## What the exercise asks
Reproduce verbatim the lines of the data below, starting at the line that contains "window accordingly in the photo above." and ending at the last line of the data, with both ends included.

★ ★ ★ ★ ★ ★ ★

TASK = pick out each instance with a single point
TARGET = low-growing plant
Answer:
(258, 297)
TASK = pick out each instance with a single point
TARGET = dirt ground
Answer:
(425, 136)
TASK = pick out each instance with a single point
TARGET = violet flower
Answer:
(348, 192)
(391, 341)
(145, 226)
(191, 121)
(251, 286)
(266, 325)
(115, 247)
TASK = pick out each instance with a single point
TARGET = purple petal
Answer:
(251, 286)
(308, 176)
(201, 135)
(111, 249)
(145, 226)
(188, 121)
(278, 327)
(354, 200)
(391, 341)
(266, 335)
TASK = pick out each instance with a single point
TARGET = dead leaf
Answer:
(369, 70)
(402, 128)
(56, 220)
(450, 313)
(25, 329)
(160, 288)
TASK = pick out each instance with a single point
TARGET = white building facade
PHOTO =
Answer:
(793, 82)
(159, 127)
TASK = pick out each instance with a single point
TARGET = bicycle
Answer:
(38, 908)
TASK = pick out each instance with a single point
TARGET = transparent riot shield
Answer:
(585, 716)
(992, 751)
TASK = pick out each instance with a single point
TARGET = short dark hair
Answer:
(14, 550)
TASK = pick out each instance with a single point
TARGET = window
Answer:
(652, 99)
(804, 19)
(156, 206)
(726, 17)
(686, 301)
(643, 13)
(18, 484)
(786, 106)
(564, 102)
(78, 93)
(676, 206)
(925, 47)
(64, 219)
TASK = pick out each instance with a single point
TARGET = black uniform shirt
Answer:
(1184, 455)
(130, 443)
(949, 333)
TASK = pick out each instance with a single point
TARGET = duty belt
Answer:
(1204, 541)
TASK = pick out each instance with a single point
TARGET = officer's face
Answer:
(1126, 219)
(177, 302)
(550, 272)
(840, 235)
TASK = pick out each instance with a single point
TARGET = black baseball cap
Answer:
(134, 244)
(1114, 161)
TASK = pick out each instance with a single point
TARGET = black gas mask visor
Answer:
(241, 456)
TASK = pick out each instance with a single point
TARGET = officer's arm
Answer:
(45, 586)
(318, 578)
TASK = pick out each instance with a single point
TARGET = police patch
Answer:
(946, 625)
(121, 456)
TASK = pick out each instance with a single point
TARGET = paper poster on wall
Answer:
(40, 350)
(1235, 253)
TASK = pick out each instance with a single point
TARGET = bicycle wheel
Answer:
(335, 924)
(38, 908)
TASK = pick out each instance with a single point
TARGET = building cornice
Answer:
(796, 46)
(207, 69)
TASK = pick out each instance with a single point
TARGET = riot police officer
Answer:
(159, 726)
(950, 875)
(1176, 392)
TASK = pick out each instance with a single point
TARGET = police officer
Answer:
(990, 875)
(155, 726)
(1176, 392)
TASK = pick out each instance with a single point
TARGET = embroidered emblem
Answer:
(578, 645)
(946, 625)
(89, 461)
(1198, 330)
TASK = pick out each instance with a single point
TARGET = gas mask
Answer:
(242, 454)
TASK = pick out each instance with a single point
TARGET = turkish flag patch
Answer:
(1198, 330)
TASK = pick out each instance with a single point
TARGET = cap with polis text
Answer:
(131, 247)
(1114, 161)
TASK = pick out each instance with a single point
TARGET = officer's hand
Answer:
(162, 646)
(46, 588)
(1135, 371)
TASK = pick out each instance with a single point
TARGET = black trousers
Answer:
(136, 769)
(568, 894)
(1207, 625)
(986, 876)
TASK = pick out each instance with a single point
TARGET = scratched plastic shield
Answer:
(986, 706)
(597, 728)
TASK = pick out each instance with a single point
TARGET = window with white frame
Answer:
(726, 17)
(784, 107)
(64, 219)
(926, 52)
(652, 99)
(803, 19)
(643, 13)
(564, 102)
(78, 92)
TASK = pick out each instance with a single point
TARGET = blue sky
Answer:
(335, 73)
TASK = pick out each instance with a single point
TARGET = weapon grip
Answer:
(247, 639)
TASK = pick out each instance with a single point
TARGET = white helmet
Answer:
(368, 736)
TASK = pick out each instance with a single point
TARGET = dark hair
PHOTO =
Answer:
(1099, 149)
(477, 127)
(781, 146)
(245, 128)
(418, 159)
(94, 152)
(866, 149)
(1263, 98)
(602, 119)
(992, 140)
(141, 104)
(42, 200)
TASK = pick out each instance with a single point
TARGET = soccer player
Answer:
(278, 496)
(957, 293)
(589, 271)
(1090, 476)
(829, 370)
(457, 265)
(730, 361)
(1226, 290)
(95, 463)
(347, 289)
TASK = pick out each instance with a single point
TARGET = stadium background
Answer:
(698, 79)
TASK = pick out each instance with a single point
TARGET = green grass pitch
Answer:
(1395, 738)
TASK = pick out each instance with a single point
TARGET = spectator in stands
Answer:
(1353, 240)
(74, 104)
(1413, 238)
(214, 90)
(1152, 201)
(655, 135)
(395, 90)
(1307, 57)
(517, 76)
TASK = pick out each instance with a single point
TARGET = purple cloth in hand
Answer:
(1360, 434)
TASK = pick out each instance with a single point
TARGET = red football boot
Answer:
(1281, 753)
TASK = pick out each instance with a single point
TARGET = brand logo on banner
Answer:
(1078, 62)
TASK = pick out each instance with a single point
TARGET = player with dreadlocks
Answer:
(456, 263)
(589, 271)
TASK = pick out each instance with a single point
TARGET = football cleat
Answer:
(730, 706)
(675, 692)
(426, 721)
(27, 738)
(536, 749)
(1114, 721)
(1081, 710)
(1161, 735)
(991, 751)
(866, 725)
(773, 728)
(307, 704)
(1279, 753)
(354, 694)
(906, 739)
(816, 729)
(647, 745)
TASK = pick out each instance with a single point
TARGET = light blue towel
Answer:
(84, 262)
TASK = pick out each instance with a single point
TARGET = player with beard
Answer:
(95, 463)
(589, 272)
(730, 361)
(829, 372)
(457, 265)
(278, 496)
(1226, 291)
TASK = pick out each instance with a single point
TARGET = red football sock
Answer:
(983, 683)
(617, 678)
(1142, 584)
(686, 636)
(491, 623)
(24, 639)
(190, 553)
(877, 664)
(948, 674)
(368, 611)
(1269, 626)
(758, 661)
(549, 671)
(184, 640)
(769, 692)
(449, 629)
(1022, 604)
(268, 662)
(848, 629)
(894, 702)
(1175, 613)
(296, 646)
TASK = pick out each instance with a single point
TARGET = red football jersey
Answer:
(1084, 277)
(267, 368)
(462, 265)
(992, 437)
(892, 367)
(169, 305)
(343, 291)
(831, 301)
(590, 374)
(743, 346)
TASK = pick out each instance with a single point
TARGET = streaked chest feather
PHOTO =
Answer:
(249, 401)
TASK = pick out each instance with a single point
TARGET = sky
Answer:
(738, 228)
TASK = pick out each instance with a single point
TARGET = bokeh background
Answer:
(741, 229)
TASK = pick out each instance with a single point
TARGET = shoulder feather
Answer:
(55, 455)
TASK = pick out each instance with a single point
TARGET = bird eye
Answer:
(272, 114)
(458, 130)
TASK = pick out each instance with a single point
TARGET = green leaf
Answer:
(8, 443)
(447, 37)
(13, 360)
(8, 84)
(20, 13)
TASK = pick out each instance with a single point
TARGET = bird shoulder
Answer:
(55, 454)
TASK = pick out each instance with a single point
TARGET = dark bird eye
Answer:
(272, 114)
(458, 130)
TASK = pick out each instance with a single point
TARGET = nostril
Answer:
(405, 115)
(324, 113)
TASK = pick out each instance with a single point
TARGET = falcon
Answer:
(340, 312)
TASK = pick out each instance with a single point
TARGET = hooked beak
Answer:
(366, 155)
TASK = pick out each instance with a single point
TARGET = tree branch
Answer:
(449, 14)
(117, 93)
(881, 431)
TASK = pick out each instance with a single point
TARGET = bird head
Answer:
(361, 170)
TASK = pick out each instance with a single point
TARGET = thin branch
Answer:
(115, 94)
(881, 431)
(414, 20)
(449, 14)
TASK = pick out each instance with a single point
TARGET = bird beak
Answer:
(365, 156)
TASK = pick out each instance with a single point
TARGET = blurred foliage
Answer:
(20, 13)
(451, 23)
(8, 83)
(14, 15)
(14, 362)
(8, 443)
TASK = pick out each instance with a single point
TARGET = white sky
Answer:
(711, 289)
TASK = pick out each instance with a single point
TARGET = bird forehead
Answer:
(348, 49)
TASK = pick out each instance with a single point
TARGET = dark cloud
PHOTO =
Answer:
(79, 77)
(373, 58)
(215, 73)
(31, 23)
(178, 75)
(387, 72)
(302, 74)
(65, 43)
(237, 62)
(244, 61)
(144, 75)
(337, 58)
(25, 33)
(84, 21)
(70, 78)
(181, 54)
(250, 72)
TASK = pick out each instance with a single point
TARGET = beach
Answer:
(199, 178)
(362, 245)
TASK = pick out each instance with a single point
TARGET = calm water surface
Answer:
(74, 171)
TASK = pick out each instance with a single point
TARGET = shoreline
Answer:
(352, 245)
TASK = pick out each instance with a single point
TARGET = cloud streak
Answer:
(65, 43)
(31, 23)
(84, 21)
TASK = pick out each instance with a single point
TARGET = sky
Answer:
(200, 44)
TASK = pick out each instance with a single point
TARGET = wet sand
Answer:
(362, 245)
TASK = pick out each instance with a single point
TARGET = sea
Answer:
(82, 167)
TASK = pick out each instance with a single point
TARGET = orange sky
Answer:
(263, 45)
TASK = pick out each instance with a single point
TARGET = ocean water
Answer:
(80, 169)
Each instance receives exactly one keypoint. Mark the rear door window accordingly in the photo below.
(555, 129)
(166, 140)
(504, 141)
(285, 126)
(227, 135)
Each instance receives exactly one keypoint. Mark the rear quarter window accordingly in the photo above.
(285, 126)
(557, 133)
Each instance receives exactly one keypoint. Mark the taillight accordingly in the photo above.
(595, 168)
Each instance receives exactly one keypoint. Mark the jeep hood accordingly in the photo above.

★ ★ ★ ★ ★ ★ ★

## Written response
Each instance receives exactly one keypoint. Mark the rear quarter window accordingly in the photo above.
(285, 126)
(557, 133)
Each instance receives exactly one keypoint. Mark the taillight accordingly in the photo above.
(595, 168)
Each instance receives exactly one keypoint. Mark the jeep hood accordingly in the photo above.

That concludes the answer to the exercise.